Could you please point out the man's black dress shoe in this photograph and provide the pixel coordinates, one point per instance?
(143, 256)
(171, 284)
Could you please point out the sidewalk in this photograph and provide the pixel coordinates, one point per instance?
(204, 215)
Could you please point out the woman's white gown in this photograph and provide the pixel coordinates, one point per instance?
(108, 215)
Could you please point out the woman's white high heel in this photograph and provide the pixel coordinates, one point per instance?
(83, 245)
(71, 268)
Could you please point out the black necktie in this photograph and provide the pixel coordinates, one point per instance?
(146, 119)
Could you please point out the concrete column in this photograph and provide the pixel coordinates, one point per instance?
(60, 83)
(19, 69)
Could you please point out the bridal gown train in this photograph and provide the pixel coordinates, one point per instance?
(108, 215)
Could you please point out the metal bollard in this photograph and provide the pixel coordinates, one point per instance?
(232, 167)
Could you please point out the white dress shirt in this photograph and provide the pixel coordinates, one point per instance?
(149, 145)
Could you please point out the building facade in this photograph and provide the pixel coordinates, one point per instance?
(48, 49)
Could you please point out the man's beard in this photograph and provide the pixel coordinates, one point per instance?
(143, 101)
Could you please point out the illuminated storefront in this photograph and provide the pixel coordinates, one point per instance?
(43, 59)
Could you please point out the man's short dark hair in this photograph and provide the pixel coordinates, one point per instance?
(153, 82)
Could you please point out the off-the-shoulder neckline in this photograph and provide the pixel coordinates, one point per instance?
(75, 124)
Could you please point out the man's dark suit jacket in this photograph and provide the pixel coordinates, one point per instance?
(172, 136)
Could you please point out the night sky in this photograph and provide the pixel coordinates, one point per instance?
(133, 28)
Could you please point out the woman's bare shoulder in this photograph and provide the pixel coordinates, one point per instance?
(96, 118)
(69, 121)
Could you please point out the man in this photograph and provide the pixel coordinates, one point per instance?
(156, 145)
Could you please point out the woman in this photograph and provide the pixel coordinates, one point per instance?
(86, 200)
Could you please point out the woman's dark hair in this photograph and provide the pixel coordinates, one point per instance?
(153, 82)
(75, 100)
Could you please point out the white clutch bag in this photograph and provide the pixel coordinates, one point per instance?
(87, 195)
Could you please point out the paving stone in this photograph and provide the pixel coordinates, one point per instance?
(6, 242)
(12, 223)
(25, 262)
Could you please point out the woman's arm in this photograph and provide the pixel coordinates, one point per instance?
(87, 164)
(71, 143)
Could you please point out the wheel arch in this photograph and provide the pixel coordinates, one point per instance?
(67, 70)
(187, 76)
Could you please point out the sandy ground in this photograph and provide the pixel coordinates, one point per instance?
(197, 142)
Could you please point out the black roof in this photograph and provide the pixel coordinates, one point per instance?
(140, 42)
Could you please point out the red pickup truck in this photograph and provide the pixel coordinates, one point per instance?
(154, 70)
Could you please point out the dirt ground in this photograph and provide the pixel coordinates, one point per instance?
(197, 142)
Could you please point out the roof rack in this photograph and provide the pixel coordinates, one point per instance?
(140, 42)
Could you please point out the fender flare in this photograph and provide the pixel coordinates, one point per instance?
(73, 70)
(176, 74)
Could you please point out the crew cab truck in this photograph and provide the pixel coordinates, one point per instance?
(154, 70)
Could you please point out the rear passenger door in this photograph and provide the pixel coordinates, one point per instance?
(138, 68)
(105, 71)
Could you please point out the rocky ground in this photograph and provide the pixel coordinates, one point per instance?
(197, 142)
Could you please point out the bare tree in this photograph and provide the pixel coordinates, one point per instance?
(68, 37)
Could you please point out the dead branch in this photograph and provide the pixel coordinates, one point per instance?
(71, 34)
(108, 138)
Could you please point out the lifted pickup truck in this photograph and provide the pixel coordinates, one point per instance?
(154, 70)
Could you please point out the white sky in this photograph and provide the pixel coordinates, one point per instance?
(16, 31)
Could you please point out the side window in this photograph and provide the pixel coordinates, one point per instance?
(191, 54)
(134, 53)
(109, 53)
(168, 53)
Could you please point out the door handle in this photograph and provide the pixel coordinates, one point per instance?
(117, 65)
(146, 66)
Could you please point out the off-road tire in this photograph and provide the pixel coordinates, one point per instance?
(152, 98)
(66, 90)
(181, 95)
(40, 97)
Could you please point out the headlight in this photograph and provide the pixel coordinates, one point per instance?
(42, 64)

======

Could you render all of the entries above as a Markdown table with the columns Row and Line, giving each non-blank line its own numbered row and skipping any blank lines?

◆ **SOLUTION FOR THIS TASK**
| Row | Line |
|---|---|
| 1 | Could you please point out the man's black dress shoe in this photograph and provide the pixel coordinates, one point per instance? |
| 2 | (143, 256) |
| 3 | (171, 284) |
| 4 | Could you please point out the sidewalk in this photograph and provide the pixel coordinates, one point per instance? |
| 5 | (204, 215) |
| 6 | Could you please point out the woman's white gown in this photograph and provide the pixel coordinates, one point per instance? |
| 7 | (108, 215) |
| 8 | Could you please point out the woman's white high heel in this photograph and provide the pixel coordinates, one point per instance? |
| 9 | (83, 245) |
| 10 | (71, 268) |
| 11 | Could you please point out the black necktie in this photograph and provide the pixel coordinates, one point per instance? |
| 12 | (146, 119) |
| 13 | Could you please point out the concrete column in this photograph and provide the pixel coordinates, one point per instance? |
| 14 | (60, 83) |
| 15 | (19, 69) |
| 16 | Could you please point out the bridal gown train in this photograph and provide the pixel coordinates, one point per instance? |
| 17 | (108, 215) |
| 18 | Could you please point out the metal bollard in this photograph and provide the pixel coordinates, one point per instance? |
| 19 | (232, 167) |
| 20 | Could you please point out the white dress shirt in this photograph and provide the pixel coordinates, one point per instance? |
| 21 | (149, 145) |
| 22 | Could you please point out the building facade in this photograph and provide the pixel coordinates, one point per instance? |
| 23 | (48, 49) |
| 24 | Could you please point out the man's beard in this photograph and provide the pixel coordinates, one point per instance? |
| 25 | (143, 101) |
| 26 | Could you please point out the illuminated storefront in this photograph and provide the pixel coordinates, one point per instance? |
| 27 | (43, 59) |
| 28 | Could you please point out the man's short dark hair in this photograph and provide the pixel coordinates, one point per instance? |
| 29 | (153, 82) |
| 30 | Could you please point out the off-the-shoulder neckline in this photograph and provide the pixel coordinates, one point per instance? |
| 31 | (75, 124) |
| 32 | Could you please point out the man's dark suit jacket in this photograph and provide the pixel coordinates, one point per instance? |
| 33 | (172, 136) |
| 34 | Could you please point out the night sky in this photograph and provide the pixel coordinates, one point per instance? |
| 35 | (133, 28) |
| 36 | Could you please point out the woman's bare shoulder in this photograph and provide the pixel coordinates, one point per instance? |
| 37 | (96, 118) |
| 38 | (69, 121) |
| 39 | Could you please point out the man in this photograph and provide the pixel coordinates, one point per instance? |
| 40 | (156, 145) |
| 41 | Could you please point out the woman in this photograph and provide the pixel coordinates, one point per instance? |
| 42 | (86, 200) |
| 43 | Could you please point out the woman's dark hair in this photograph and provide the pixel coordinates, one point per instance? |
| 44 | (153, 82) |
| 45 | (75, 100) |
| 46 | Could you please point out the white clutch bag in this photograph and provide the pixel coordinates, one point per instance? |
| 47 | (87, 195) |
| 48 | Could you please point out the paving stone in this photograph and provide the pixel coordinates, one point per instance? |
| 49 | (6, 242) |
| 50 | (12, 223) |
| 51 | (25, 262) |
| 52 | Could you please point out the woman's arm in this photograph and provide the pixel coordinates, one point per instance? |
| 53 | (87, 164) |
| 54 | (71, 143) |
| 55 | Could you please point out the wheel arch in this photograph and provide the pixel coordinates, one point per instance? |
| 56 | (67, 70) |
| 57 | (187, 76) |
| 58 | Could you please point out the sandy ground in this photograph and provide the pixel coordinates, one point per instance? |
| 59 | (197, 142) |
| 60 | Could you please point out the black roof in this photograph and provide the pixel coordinates, one point per instance? |
| 61 | (140, 42) |
| 62 | Could you please point out the red pickup truck in this photograph and provide the pixel coordinates, one point per instance? |
| 63 | (154, 70) |
| 64 | Could you please point out the dirt ground in this photograph and provide the pixel coordinates, one point per instance? |
| 65 | (197, 142) |
| 66 | Could you please point out the roof rack in this photograph and provide the pixel coordinates, one point per instance? |
| 67 | (140, 42) |
| 68 | Could you please point out the fender flare in this photograph and provide the pixel coordinates, one point per instance? |
| 69 | (73, 70) |
| 70 | (176, 74) |
| 71 | Could you please point out the crew cab truck in this photograph and provide the pixel coordinates, one point per instance? |
| 72 | (154, 70) |
| 73 | Could you please point out the rear passenger door in this photograph and provide the pixel coordinates, one point per instance? |
| 74 | (138, 68) |
| 75 | (105, 71) |
| 76 | Could you please point out the rocky ground in this photograph and provide the pixel coordinates, one point per instance? |
| 77 | (197, 142) |
| 78 | Could you please point out the bare tree in this photograph and provide the pixel coordinates, one point per instance? |
| 79 | (68, 37) |
| 80 | Could you please point out the dead branch in this photograph and provide the pixel coordinates, one point per instance? |
| 81 | (71, 34) |
| 82 | (108, 138) |
| 83 | Could you please point out the lifted pickup truck in this photograph and provide the pixel coordinates, one point per instance? |
| 84 | (154, 70) |
| 85 | Could you please point out the white sky in this photograph and provide the pixel coordinates, one point per instance? |
| 86 | (16, 31) |
| 87 | Could you please point out the side window in this photograph and provide the pixel coordinates, one point per instance? |
| 88 | (191, 54) |
| 89 | (134, 53) |
| 90 | (109, 53) |
| 91 | (168, 53) |
| 92 | Could you please point out the door handle in this photograph and provide the pixel coordinates, one point per instance? |
| 93 | (117, 65) |
| 94 | (146, 66) |
| 95 | Could you please point out the off-road tire in this photograph and provide the pixel coordinates, one point per instance? |
| 96 | (152, 98) |
| 97 | (66, 90) |
| 98 | (181, 95) |
| 99 | (40, 97) |
| 100 | Could you please point out the headlight in this photograph and provide the pixel coordinates, one point per instance? |
| 101 | (42, 64) |